Task description —
Switch every "come across" in the material below to "encounter", and reproduce all the lines with nothing else altered.

Listed entries —
• • • •

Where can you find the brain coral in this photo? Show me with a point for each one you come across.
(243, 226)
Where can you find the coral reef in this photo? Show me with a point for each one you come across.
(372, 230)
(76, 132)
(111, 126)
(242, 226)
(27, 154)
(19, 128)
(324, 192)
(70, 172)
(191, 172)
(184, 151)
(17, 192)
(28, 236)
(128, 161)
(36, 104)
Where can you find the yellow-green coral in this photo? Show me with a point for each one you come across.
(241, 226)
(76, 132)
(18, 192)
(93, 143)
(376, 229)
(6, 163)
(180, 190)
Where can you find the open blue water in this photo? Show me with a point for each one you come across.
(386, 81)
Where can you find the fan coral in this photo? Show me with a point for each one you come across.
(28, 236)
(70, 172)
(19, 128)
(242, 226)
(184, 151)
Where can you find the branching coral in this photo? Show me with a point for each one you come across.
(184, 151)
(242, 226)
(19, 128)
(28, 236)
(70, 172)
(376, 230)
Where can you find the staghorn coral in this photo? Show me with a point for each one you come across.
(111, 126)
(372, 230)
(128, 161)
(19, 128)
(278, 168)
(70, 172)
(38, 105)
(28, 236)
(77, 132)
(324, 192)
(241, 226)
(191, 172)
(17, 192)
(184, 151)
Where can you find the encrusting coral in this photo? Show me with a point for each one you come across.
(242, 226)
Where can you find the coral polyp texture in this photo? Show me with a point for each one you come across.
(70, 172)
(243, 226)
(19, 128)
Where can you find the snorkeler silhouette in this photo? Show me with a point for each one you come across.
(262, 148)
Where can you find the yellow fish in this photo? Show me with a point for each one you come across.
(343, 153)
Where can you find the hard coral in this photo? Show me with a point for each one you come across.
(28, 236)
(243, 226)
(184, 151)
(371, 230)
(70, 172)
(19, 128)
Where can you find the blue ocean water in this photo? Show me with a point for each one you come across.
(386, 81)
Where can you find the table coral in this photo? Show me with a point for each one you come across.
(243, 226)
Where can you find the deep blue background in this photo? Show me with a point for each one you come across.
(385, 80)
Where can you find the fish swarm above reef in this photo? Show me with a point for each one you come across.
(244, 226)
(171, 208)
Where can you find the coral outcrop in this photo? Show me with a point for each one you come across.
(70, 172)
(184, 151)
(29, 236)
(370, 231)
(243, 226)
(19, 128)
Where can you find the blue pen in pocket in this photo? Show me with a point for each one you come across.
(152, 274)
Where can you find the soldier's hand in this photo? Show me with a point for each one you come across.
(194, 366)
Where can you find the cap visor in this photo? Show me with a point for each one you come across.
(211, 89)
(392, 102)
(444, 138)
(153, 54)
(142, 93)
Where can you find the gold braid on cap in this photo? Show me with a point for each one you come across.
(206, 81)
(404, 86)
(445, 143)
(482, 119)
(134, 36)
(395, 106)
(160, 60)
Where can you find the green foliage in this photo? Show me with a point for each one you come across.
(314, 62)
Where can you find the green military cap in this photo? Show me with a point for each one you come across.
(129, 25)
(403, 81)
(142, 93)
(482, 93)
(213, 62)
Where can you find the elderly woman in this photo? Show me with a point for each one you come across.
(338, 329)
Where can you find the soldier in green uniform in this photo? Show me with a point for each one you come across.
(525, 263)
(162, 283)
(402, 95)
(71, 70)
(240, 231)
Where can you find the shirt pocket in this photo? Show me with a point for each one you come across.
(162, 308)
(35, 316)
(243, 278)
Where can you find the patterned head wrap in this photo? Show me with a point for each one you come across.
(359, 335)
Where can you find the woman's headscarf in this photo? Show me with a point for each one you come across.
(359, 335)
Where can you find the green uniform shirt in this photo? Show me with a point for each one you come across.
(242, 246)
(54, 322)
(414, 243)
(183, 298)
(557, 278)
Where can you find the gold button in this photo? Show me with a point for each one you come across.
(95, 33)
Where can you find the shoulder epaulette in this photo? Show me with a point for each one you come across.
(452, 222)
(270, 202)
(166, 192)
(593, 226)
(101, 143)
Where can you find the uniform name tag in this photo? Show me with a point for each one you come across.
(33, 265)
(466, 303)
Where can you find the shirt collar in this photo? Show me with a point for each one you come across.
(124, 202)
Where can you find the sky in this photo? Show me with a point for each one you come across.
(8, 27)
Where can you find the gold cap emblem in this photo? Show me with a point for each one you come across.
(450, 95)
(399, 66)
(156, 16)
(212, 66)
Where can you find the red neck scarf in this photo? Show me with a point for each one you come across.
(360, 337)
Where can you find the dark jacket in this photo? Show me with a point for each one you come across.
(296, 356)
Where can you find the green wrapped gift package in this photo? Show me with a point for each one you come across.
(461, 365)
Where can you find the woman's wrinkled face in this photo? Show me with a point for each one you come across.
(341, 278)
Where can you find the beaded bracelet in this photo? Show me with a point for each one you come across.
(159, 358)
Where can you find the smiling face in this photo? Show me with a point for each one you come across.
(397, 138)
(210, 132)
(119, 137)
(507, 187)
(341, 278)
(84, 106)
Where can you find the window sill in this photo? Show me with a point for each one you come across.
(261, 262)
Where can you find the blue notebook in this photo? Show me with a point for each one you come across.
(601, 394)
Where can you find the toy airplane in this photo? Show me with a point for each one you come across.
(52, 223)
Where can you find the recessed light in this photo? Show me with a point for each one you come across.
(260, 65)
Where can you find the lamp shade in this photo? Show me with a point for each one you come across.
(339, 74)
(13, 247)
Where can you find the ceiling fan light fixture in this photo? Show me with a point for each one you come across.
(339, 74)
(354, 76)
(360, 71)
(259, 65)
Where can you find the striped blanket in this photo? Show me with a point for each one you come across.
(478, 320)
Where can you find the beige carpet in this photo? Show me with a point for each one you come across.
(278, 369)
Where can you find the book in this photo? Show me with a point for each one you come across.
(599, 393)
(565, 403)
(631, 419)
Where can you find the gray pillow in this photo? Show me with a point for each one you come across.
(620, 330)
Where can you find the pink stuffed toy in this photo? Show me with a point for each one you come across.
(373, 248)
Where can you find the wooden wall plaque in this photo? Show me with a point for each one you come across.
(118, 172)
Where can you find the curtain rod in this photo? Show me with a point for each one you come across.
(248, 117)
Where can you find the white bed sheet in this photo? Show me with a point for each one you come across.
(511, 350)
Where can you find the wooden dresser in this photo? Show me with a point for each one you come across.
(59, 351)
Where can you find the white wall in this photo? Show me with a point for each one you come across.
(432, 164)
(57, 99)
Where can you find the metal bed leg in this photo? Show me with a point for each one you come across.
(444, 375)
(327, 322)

• • • •

Solution to this task —
Where can you find the brain coral in this photo? Show me with a point for each one you encounter.
(243, 226)
Where can you find the coral reef in this photo? Show me with a point for each one you encounter.
(372, 230)
(76, 132)
(111, 126)
(242, 226)
(27, 154)
(19, 128)
(324, 192)
(70, 172)
(191, 172)
(184, 151)
(17, 192)
(28, 236)
(128, 161)
(36, 104)
Where can you find the yellow-green coral in this photo? Show me with a point for each one you encounter.
(241, 226)
(76, 132)
(18, 192)
(93, 143)
(376, 229)
(6, 163)
(180, 190)
Where can you find the open blue water in this photo? Show me with a point for each one you encounter.
(386, 81)
Where can you find the fan coral in this photo? Show me with a point for each one you encounter.
(28, 236)
(70, 172)
(19, 128)
(242, 226)
(184, 151)
Where can you find the branching coral in this photo? Show me with a point for each one you encounter.
(184, 151)
(242, 226)
(19, 128)
(28, 236)
(70, 172)
(376, 230)
Where can you find the staghorn coral in this photo? Show me with a point for each one you encounter.
(111, 126)
(372, 230)
(128, 161)
(19, 128)
(278, 168)
(70, 172)
(38, 105)
(28, 236)
(77, 132)
(324, 192)
(241, 226)
(191, 172)
(17, 192)
(184, 151)
Where can you find the encrusting coral in this photo? Show me with a point for each one you encounter.
(242, 226)
Where can you find the coral polyp texture in this photo? Show me with a point for each one you encounter.
(70, 172)
(243, 226)
(19, 128)
Where can you find the snorkeler silhouette in this photo? Show me with a point for each one you encounter.
(262, 148)
Where can you find the yellow fish in this photo? Show me with a point for each one you encounter.
(343, 153)
Where can you find the hard coral in this photo? Show me with a point for each one you encounter.
(28, 236)
(243, 226)
(184, 151)
(371, 230)
(70, 172)
(19, 128)
Where can you find the blue ocean water in this photo? Show me with a point for each one you encounter.
(386, 81)
Where can you find the table coral in this photo? Show me with a point for each one you encounter.
(243, 226)
Where can you find the deep blue background in this photo? Show me with a point for each one you encounter.
(385, 80)
Where can you find the fish swarm above reef in this photo? Show me with a point for each one you encounter.
(244, 226)
(171, 208)
Where can you find the coral outcrop in this photo? Show me with a point for each one you encounter.
(70, 172)
(184, 151)
(29, 236)
(370, 231)
(243, 226)
(19, 128)
Where can you find the blue pen in pocket in this photo? Show me with a point for each one you encounter.
(152, 274)
Where can you find the soldier's hand in this photo? Show me with a point for each one you encounter.
(194, 366)
Where can you find the cap visor in this photo? Show me with a point for each one you encounter.
(211, 89)
(392, 102)
(444, 138)
(153, 54)
(142, 93)
Where can you find the gold braid on cap in this photo? Show me with a point for each one you encounter.
(206, 81)
(404, 86)
(445, 143)
(482, 119)
(134, 36)
(395, 106)
(160, 60)
Where can you find the green foliage in this photo? Show me with a point for each one you encounter.
(314, 62)
Where can you find the green military cap in this photo? Show me with a point for each one you encounter.
(129, 25)
(403, 81)
(142, 93)
(482, 93)
(213, 62)
Where can you find the elderly woman in this photo? Show me with a point for each one you encounter.
(338, 329)
Where can you find the soldier in green uniform in this photo? Show me with a point for each one you encounter.
(525, 263)
(162, 283)
(402, 95)
(71, 70)
(240, 231)
Where can you find the shirt pocket in this photo? Show me with a point for each one you encounter.
(162, 308)
(35, 316)
(243, 278)
Where can you find the patterned head wrap in this photo? Show me with a point for each one you encounter.
(359, 335)
Where can you find the woman's headscarf in this photo? Show me with a point for each one you encounter.
(359, 335)
Where can you find the green uniform shirt in this photo? Show me with a point for each one you encounter.
(242, 246)
(54, 322)
(414, 243)
(183, 298)
(557, 278)
Where can you find the gold button in this photo? Show me with a point for each one you encounter.
(95, 33)
Where can you find the shoulder epaulette in this photo? Show me with a point for each one you encounter.
(452, 222)
(270, 202)
(166, 192)
(593, 226)
(101, 143)
Where can you find the uniform name tag in this photo? Show me with a point for each one you encounter.
(33, 265)
(466, 303)
Where can you find the shirt collar in this photo? Show me with a point for each one you encounter.
(124, 202)
Where can you find the sky in this photo? Show me with a point for each one you encounter.
(8, 27)
Where can you find the gold cap emblem in this photo? Show me with a point for each one you encounter.
(450, 95)
(399, 66)
(156, 16)
(212, 66)
Where can you find the red neck scarf in this photo? Show me with a point for each one you encounter.
(360, 337)
Where can you find the dark jacket in this photo? Show me with a point for each one you encounter.
(296, 356)
Where can you find the green wrapped gift package in this photo? Show me with a point for each one you encounter.
(461, 365)
Where can you find the woman's wrinkled face in this photo? Show me with a point for each one you encounter.
(341, 278)
Where can you find the beaded bracelet in this photo? Show me with a point for each one you encounter.
(159, 358)
Where can you find the smiling face in this photo? Show me with a point for each one you encounter.
(397, 138)
(210, 132)
(119, 137)
(507, 187)
(341, 278)
(84, 106)
Where can you find the window sill in this photo? Show me with a point for each one you encounter.
(261, 262)
Where can you find the blue notebook in this photo? Show me with a point for each one you encounter.
(601, 394)
Where can you find the toy airplane in this photo? Show me with a point for each one you encounter.
(52, 223)
Where can you find the recessed light in this photo? Show me with a point for each one you encounter.
(260, 65)
Where can you find the lamp shade in this photo? Show me with a point for each one you encounter.
(339, 74)
(13, 247)
Where can you find the ceiling fan light fixture in this photo? Show me with a point for each one you encounter.
(339, 74)
(354, 76)
(360, 71)
(259, 65)
Where can you find the striped blanket in this photo? Show me with a point for each one you encounter.
(478, 320)
Where can you find the beige carpet in this photo? Show me with a point for each one you encounter.
(278, 369)
Where can you find the book in this photo? Show me with a point for each one you encounter.
(599, 393)
(565, 403)
(631, 419)
Where can you find the gray pillow in this photo? Show me with a point for each one you encounter.
(620, 330)
Where can you find the pink stuffed toy in this photo? Show me with a point for each one you encounter.
(373, 248)
Where can you find the wooden wall plaque in this photo? Show me with a point for each one you encounter.
(118, 172)
Where can you find the curtain rod in this photo? Show me with a point for each one you encounter.
(248, 117)
Where can you find the white bed sheet in this photo? Show me with a point for each one you encounter.
(511, 350)
Where can you find the wooden dresser in this photo? Show me with a point for each one you encounter.
(59, 351)
Where can you find the white wall in this photo? Show me with a point for each one you encounter.
(432, 164)
(57, 99)
Where can you find the metal bed leg in this photo? Show me with a point for each one you encounter.
(444, 375)
(327, 322)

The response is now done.